Document text:
Brett: Thanks for your thoughts. I hope you and everyone realizes my point is not to diminish online research, but to get a handle on just how comprehensive it can or cannot be. I have huge respect for bloggers like you (Siege of Petersburg Online–http://www.beyondthecrater.com/) and Harry Smelzer (Bull Runnings–http://bullrunnings.wordpress.com/) who do the rest of us such a huge favor by your work.
Your hope that all archives digitize themselves entirelly raises an interesting issue–one that I’d be curious how some archivists view. Can archives survive if all their material is digital and available for free? The cost of reproductions, the pride of donors (of both money and stuff)–aren’t these things rooted in the physical manifestation of these archives? Wil digitization put them out of business, or at least transform their business dramatically? Is the world of archives ready for that? Do they share your vision?
Yes, I completely understand that your post in no way reflects any desire to diminish online research. I should have clarified in my earlier comment. In fact, I’m glad that you’re helping to point out just how much has become available online in the last two decades. Thanks for the support and mention of my site.
Good point on archives and potential business models. I wouldn’t necessarily expect access to these materials to be free. The money to digitize items and host them online has to come from somewhere. Who better to fund that type of digitization than researchers like myself who would gladly pay a monthly, yearly, or “by the item” fee to gain access to items otherwise beyond my current reach monetarily? When you consider the cost of paying an independent researcher or flying/driving to an archives site, I’d be willing to pay a premium for these materials. I’d love to see archives and museums go to a business model similar to Fold3.com or any of the Newspaper digitization pay sites, but I wonder if that is even viable for most or if they’d need to pool together in large groups to make it feasible. Either way, I look forward to the growing amount of material online. I never would have guessed as that young 8th grader that I’d be able to speak directly to History professors, NPS Historians, and Civil War book authors and publishers directly via sites like this and email. The internet has really opened up a vast amount of material and contacts who share my passion for Civil War History. Keep up the good work!

Required work:
[1] Summarize the exchange on digitizing archives in two sentences.
[2] Retype the exchange on digitizing archives word for word, everything from "Yes, I completely" down to "of my site.".

Entries supplied:
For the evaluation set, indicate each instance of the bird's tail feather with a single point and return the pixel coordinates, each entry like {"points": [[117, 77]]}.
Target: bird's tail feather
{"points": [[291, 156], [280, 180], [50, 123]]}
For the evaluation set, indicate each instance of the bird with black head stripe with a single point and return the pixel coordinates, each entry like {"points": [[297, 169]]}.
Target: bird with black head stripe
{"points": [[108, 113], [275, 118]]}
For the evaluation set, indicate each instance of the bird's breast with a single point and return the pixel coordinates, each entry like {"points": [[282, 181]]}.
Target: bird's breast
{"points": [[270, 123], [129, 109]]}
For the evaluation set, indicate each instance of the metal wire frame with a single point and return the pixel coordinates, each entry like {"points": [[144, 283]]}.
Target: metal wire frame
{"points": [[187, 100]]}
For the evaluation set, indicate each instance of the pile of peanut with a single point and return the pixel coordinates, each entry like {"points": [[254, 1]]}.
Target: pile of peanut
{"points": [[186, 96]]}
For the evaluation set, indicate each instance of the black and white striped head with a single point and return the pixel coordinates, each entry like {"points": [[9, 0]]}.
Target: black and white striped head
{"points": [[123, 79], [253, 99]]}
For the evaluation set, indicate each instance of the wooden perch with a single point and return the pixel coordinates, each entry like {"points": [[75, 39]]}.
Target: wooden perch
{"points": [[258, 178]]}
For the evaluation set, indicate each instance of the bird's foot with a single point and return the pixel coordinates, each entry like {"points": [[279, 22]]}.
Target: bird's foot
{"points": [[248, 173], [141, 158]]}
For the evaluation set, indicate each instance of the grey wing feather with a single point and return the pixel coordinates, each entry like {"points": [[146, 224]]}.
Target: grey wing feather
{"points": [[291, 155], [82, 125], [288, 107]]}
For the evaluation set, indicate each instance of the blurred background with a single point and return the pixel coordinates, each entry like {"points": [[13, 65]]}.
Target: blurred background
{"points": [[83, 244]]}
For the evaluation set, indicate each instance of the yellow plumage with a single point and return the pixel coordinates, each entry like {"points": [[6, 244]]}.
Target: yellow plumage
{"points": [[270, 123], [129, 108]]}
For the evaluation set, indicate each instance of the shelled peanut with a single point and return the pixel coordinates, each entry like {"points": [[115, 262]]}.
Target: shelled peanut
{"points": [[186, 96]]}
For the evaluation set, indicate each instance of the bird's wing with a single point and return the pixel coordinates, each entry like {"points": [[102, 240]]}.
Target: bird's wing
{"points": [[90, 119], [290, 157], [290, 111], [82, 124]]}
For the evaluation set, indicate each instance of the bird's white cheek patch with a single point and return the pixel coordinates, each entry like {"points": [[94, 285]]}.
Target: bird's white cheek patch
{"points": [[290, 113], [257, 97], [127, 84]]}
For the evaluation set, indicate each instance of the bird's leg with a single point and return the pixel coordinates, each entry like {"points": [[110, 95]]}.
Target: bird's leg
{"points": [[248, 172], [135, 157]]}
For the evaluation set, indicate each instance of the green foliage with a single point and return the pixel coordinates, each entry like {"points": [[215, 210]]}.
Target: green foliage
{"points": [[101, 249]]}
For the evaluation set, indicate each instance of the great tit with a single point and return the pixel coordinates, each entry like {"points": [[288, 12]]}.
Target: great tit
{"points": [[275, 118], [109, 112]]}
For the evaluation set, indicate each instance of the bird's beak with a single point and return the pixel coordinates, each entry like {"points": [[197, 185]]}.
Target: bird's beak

Outputs by task:
[1] One writer explains that the aim is not to diminish online research but to understand how comprehensive it can be, and asks whether archives could survive if all their material were digital and available for free. The reply accepts this, argues that access need not be free because researchers would gladly pay fees under a model like that of Fold3.com, and welcomes the growing amount of material and contacts the internet has opened up.

[2]
Yes, I completely understand that your post in no way reflects any desire to diminish online research. I should have clarified in my earlier comment. In fact, I’m glad that you’re helping to point out just how much has become available online in the last two decades. Thanks for the support and mention of my site.